THE EXERCISE - Gather every line of the records below that contains the string "green", treating the match as case-sensitive.

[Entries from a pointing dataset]
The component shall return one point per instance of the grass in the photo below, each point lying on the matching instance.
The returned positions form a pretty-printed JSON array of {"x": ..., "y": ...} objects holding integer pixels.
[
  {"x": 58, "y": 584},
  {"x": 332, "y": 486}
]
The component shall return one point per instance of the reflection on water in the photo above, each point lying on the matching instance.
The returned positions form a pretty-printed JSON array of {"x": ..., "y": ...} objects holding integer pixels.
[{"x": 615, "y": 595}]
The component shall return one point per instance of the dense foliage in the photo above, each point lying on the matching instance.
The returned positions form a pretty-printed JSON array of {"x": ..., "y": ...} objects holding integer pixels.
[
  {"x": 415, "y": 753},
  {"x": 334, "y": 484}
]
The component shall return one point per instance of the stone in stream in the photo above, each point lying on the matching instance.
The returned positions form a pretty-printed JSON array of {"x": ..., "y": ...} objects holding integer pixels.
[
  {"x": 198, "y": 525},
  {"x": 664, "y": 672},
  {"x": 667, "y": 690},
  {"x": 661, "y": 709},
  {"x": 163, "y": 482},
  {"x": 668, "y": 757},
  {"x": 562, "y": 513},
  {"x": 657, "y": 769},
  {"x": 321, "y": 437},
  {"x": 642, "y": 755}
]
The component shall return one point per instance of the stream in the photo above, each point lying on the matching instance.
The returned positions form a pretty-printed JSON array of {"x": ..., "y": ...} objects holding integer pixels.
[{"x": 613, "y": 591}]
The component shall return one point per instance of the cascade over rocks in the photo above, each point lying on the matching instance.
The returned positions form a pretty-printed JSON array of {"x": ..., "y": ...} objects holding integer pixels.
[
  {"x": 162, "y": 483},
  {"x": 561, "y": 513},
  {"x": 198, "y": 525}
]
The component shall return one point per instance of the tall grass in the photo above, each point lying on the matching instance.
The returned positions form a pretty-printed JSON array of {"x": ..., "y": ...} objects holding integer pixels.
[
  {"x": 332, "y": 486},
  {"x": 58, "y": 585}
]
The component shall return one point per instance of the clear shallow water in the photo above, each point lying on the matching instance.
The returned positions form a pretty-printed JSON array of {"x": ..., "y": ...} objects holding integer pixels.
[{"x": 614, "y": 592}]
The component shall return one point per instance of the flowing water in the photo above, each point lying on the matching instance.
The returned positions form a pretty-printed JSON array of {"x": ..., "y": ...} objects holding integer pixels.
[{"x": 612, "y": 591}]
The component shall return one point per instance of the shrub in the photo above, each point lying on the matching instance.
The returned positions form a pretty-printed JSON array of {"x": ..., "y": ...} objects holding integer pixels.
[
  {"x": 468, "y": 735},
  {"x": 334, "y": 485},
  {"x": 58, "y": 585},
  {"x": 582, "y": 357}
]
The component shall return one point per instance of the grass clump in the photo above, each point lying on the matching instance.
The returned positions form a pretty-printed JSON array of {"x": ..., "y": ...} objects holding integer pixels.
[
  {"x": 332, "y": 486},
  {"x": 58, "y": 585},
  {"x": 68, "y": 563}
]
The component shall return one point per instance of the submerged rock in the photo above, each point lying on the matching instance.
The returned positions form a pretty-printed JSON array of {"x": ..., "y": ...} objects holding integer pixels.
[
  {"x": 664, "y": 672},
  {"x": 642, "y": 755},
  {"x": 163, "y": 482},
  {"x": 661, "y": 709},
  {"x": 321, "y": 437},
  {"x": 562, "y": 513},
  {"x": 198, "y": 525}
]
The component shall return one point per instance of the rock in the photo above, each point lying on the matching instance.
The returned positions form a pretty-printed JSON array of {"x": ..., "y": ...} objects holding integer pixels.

--

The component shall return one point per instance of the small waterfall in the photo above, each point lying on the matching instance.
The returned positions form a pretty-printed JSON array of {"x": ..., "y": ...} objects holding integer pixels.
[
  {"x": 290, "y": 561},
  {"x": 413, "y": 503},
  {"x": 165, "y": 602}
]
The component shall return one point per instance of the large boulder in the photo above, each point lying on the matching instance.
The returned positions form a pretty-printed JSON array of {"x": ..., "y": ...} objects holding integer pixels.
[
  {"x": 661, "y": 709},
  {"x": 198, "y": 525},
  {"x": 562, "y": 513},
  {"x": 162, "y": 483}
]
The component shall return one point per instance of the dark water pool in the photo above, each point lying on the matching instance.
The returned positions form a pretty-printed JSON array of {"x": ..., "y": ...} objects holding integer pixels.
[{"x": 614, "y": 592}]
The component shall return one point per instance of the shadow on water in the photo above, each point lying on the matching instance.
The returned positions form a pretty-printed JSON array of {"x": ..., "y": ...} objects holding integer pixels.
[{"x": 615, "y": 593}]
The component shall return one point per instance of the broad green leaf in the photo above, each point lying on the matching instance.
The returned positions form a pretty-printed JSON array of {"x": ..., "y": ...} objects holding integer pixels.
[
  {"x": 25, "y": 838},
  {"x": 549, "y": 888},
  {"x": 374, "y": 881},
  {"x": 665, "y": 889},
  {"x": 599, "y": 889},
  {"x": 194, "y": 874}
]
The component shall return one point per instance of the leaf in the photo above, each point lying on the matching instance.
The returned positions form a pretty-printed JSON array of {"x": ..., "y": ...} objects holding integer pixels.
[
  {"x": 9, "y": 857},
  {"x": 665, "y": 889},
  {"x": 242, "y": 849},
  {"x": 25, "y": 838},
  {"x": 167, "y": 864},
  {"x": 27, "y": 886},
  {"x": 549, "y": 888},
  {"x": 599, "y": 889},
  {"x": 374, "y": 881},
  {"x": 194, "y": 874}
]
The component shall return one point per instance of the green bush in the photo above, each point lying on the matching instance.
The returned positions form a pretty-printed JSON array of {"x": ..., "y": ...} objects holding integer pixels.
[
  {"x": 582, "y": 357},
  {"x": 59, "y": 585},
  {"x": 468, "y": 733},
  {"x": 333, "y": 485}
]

FINAL RESULT -
The component shall return one point per instance of the broad green leaf in the photo above, each point lying on the matching instance.
The component shall return one point per instance of the green bush in the photo above, each point lying on the matching instance.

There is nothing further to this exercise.